### [Task statement]
Your answer should consist of the lines in the following data that contain "statue".

Image point grounding data
--------------------------------------------------
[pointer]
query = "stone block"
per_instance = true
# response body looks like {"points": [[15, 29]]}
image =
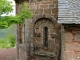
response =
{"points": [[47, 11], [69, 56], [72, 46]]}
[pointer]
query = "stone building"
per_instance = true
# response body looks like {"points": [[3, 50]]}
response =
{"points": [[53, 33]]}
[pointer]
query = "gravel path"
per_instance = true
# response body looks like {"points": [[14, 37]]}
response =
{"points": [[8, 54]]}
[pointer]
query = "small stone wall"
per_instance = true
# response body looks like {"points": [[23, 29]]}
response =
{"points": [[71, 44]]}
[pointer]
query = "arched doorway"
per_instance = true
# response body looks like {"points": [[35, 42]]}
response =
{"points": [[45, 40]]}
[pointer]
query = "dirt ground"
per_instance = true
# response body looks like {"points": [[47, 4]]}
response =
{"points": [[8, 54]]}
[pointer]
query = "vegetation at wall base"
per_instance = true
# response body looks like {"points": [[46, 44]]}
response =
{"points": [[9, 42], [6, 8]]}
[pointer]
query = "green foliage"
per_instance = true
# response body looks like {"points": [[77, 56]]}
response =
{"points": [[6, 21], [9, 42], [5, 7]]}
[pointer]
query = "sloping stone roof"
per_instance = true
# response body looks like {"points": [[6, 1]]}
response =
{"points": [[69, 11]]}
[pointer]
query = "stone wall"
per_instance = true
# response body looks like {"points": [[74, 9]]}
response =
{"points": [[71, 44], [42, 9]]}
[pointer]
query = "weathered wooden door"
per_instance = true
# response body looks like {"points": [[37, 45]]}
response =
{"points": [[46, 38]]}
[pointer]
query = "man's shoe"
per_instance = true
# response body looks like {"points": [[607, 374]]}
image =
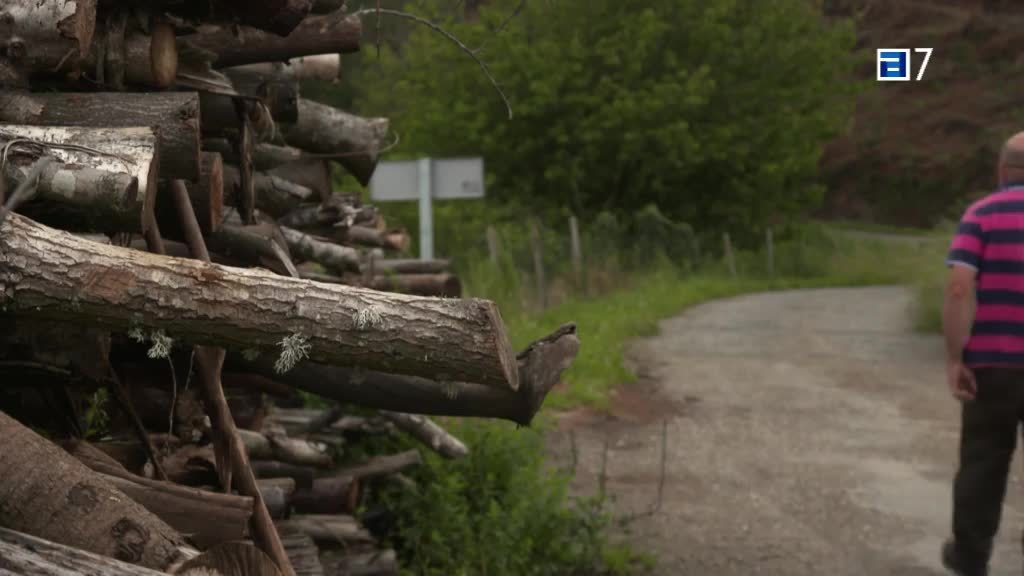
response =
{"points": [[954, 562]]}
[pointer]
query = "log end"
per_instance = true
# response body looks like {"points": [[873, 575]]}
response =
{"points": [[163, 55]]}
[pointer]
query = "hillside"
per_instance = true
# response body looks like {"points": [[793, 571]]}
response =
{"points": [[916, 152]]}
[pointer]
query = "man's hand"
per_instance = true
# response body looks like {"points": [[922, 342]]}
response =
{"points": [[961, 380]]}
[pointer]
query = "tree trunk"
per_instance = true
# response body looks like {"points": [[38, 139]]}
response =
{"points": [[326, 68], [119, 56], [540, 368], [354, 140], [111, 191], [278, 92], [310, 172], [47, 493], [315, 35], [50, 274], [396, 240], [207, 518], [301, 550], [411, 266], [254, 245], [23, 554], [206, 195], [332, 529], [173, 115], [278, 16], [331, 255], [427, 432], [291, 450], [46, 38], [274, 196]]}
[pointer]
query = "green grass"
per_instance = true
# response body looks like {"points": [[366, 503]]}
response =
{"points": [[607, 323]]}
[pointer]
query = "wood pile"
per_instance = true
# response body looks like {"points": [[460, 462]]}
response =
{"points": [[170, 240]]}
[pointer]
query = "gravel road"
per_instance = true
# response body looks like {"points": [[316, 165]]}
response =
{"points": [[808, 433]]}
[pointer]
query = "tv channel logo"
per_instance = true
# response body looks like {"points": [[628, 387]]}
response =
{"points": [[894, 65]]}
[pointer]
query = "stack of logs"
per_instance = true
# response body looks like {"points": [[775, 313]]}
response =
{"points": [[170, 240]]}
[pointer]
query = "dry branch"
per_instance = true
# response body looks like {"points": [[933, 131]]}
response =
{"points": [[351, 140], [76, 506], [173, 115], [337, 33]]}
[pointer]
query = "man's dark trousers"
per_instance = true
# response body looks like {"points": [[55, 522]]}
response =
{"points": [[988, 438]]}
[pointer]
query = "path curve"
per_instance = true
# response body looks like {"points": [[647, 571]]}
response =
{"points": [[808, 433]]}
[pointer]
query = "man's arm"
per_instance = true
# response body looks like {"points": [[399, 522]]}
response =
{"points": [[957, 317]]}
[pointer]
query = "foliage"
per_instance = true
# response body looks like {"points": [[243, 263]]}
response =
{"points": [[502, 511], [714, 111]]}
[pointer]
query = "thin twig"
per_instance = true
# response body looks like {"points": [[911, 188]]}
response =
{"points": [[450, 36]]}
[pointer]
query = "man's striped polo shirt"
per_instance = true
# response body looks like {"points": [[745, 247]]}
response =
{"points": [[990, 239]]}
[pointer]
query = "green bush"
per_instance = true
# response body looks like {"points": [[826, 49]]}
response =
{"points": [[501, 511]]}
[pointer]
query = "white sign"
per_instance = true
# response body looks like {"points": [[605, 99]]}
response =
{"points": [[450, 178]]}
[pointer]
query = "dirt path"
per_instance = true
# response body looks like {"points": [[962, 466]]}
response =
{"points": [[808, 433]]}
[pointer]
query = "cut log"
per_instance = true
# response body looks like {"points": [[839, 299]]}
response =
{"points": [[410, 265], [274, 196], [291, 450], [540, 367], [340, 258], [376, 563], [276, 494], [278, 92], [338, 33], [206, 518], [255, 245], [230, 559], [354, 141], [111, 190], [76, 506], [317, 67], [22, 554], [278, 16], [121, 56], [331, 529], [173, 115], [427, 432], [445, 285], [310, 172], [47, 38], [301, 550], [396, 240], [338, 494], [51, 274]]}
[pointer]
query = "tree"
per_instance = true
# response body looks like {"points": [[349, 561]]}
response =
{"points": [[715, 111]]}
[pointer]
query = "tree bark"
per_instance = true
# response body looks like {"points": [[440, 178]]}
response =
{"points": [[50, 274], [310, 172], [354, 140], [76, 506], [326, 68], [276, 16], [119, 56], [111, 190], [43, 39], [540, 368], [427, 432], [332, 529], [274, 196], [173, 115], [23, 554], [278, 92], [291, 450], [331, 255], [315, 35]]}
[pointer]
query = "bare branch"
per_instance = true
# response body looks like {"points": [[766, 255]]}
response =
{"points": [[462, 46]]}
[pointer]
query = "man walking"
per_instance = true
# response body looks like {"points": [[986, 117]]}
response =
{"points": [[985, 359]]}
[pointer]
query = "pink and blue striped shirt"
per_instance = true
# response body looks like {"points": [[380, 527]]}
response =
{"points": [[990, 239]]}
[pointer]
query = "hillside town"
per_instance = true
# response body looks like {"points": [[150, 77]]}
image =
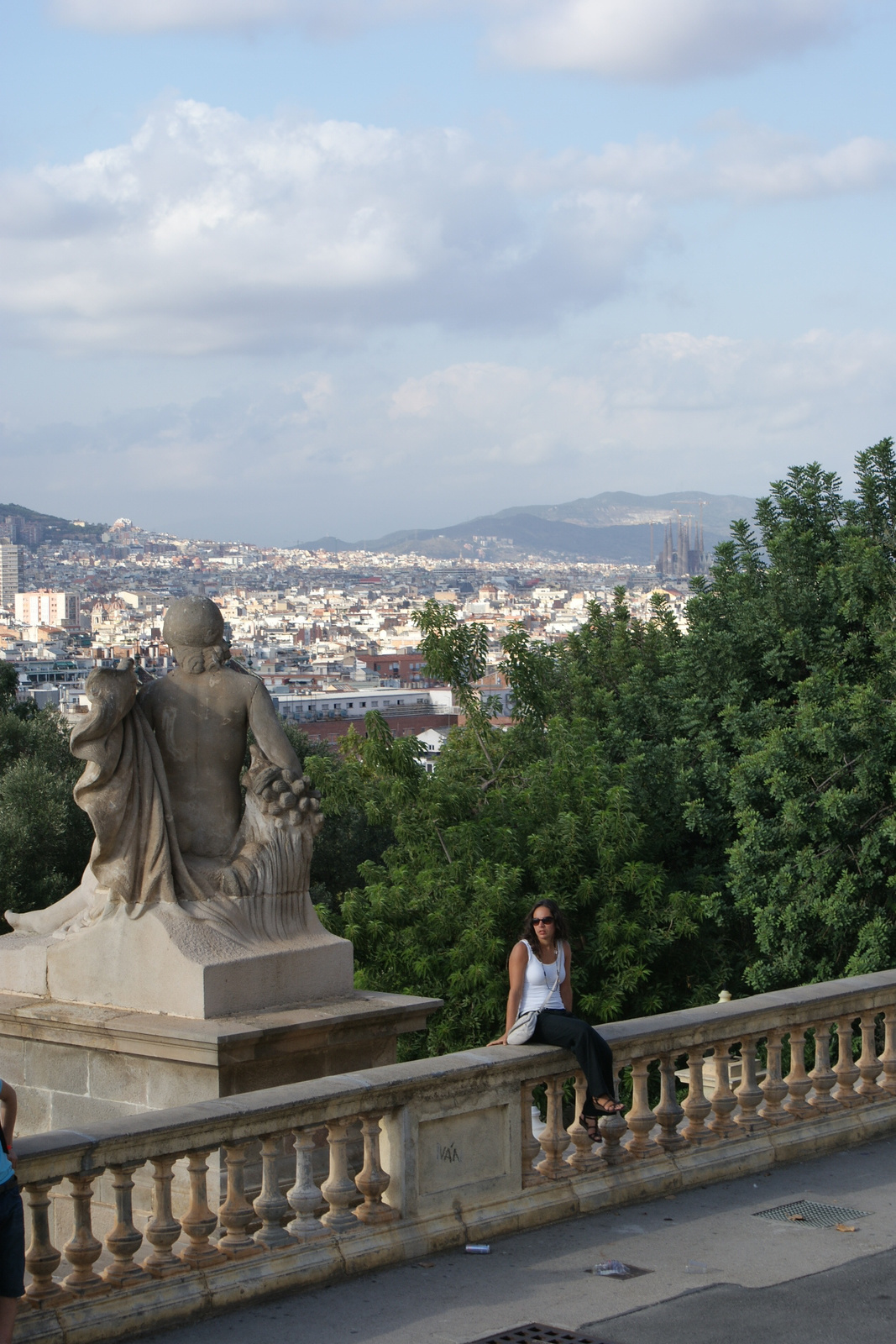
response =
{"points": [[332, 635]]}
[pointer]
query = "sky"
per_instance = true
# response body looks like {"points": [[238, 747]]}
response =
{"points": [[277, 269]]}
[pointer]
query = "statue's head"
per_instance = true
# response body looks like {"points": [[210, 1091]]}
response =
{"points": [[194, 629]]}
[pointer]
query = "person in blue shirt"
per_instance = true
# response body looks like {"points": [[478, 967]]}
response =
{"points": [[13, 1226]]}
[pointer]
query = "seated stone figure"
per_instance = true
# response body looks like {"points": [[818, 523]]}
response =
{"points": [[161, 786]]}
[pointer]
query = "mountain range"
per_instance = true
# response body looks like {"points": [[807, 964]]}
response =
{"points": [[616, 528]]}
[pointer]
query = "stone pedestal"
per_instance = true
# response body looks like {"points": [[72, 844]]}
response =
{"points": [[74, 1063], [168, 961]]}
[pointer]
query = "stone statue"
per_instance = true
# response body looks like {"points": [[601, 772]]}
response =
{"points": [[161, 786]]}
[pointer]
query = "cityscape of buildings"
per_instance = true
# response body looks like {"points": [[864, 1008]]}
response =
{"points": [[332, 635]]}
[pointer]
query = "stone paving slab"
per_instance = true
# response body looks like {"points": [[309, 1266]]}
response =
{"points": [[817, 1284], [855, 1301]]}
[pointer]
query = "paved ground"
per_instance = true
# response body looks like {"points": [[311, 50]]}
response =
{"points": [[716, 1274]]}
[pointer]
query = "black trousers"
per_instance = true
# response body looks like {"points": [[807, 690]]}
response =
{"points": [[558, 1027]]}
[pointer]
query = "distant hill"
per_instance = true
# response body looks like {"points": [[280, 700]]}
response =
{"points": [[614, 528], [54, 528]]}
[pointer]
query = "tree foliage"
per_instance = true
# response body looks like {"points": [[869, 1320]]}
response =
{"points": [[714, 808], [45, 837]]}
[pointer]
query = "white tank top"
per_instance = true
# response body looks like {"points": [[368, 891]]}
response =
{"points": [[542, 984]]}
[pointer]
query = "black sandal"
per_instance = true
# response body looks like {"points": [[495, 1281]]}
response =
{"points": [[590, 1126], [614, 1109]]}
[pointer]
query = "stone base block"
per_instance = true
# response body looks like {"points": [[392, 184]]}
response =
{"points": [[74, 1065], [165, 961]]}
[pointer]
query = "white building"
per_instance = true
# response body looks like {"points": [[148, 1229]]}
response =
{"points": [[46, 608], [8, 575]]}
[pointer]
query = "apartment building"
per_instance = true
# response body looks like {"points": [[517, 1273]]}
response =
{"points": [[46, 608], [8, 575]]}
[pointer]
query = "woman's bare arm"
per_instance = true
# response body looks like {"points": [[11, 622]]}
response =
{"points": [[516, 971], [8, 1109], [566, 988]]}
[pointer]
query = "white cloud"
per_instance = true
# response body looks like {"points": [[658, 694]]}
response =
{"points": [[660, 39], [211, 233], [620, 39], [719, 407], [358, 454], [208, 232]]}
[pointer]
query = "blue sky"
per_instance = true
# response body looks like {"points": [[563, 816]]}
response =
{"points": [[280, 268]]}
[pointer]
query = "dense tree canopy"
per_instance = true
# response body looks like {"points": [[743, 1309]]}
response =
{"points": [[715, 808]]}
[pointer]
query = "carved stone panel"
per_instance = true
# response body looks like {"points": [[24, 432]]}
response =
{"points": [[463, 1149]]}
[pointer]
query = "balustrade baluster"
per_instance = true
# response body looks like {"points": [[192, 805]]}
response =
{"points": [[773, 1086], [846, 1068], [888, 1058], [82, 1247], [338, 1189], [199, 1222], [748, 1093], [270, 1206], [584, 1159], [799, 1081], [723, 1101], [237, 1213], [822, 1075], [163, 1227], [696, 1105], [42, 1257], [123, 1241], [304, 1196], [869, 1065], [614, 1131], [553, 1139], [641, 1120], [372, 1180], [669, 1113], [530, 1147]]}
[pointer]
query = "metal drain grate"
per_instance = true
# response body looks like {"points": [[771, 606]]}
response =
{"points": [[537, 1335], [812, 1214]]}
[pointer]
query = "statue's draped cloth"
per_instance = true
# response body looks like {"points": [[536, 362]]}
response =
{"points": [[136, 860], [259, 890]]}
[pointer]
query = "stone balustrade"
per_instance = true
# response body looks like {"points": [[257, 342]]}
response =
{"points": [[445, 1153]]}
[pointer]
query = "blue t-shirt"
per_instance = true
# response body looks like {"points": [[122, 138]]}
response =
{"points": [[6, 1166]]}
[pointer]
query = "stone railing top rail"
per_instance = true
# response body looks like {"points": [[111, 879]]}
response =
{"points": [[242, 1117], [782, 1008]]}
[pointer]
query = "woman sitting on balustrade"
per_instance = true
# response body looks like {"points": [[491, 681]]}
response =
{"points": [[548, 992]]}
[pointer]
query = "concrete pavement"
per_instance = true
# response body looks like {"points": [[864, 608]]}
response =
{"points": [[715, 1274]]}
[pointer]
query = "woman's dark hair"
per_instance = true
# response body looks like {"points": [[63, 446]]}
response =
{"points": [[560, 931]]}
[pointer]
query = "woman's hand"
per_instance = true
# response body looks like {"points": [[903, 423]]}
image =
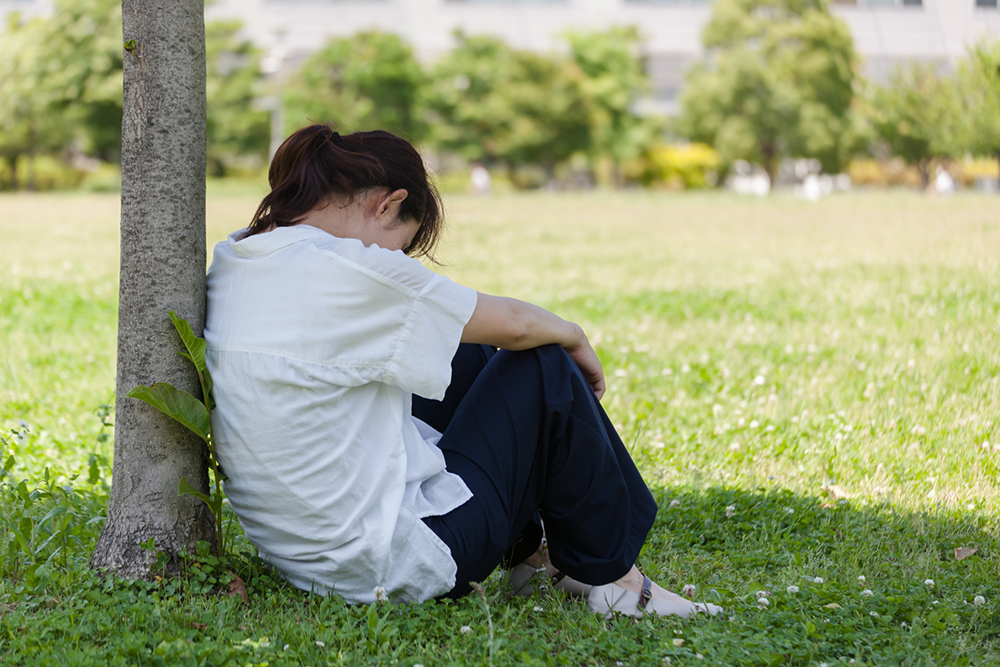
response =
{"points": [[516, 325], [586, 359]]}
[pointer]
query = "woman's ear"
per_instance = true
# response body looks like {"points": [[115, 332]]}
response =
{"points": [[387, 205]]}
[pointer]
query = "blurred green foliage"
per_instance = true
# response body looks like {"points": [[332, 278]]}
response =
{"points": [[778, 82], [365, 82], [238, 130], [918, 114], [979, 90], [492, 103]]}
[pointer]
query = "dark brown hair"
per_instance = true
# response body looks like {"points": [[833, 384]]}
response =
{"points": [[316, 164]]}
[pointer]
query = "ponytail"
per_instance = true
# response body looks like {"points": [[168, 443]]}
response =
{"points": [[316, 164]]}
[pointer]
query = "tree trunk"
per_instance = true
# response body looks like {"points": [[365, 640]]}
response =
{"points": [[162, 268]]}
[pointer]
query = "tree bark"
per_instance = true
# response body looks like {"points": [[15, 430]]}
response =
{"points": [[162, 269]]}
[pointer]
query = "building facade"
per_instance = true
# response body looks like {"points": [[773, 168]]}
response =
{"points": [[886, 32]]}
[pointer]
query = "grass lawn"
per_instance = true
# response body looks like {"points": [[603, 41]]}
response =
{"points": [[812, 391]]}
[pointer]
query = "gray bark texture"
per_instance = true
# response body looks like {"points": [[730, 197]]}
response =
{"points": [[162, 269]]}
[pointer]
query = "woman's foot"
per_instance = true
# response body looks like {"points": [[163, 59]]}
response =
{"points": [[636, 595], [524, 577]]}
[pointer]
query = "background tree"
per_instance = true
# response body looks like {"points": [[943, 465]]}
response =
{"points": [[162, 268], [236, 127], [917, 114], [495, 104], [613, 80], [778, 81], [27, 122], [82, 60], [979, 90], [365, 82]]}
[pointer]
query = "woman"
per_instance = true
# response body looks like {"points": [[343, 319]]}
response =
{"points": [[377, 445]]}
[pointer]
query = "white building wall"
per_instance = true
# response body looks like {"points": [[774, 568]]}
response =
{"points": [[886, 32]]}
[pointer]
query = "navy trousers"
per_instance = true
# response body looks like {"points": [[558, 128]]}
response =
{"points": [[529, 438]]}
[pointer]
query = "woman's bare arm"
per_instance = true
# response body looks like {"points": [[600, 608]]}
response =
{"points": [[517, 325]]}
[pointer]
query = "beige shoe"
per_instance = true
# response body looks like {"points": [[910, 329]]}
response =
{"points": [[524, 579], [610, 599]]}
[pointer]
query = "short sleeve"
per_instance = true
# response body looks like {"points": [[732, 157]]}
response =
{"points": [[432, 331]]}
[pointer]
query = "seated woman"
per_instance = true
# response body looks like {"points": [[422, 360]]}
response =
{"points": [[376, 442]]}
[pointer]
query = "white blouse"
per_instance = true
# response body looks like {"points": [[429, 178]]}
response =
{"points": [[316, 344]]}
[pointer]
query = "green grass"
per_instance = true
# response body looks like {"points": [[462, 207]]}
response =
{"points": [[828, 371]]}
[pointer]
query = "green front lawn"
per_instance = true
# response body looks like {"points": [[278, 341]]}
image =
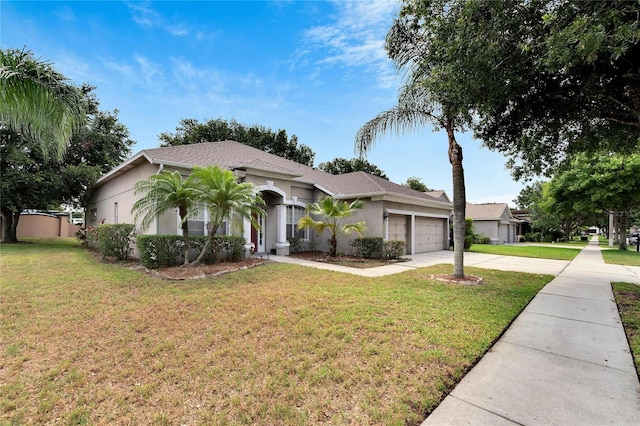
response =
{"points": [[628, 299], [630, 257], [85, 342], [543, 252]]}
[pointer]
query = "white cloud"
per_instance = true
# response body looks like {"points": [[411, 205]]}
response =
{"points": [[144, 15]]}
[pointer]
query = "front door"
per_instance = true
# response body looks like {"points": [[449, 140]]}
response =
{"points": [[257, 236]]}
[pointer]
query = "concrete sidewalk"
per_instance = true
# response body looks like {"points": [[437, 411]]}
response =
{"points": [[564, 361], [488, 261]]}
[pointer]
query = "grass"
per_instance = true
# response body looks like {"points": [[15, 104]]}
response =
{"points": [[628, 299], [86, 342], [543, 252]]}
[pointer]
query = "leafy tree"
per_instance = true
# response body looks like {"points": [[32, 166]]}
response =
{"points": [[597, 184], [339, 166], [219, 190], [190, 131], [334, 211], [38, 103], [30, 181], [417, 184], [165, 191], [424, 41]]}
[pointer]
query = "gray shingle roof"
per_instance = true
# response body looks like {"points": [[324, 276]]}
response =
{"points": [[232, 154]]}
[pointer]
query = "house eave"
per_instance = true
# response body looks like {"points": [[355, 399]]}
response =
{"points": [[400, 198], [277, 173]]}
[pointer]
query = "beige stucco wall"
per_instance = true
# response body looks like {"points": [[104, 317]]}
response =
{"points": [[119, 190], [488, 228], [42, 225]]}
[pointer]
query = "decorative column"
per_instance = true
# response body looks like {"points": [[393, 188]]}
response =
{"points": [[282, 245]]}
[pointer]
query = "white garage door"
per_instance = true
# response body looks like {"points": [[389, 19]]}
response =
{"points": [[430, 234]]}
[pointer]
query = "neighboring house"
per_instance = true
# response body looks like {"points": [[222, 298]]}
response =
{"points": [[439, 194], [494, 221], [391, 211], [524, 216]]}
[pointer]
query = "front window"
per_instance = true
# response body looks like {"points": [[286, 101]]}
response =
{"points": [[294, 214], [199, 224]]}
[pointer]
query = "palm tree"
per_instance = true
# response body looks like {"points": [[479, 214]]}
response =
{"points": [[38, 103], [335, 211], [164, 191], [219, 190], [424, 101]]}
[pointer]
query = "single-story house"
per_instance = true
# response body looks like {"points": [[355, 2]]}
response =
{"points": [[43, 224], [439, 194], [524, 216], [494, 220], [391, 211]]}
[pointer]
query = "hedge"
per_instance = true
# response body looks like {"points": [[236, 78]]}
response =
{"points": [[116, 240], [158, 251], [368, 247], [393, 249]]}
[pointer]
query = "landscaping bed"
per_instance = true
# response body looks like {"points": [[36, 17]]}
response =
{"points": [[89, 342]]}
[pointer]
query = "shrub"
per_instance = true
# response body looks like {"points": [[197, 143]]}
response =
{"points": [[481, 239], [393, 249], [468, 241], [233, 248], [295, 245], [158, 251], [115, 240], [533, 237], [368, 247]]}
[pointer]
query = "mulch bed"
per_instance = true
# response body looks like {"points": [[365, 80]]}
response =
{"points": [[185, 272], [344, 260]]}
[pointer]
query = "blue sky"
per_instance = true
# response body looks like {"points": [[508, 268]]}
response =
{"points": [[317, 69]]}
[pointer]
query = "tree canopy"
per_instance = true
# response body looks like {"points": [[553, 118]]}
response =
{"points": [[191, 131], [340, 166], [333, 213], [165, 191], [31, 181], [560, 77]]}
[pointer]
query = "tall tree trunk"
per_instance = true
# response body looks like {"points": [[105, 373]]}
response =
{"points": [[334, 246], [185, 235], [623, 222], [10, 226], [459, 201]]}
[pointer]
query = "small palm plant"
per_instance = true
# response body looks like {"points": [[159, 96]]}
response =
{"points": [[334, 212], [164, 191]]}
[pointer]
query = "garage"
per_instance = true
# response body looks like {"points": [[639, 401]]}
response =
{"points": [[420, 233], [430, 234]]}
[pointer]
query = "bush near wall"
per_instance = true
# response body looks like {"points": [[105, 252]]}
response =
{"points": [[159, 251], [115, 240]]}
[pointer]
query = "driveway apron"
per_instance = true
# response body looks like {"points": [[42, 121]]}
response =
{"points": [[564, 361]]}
--------------------------------------------------
### [Final answer]
query = "statue's head"
query = "stone statue"
query = "statue's draped cloth"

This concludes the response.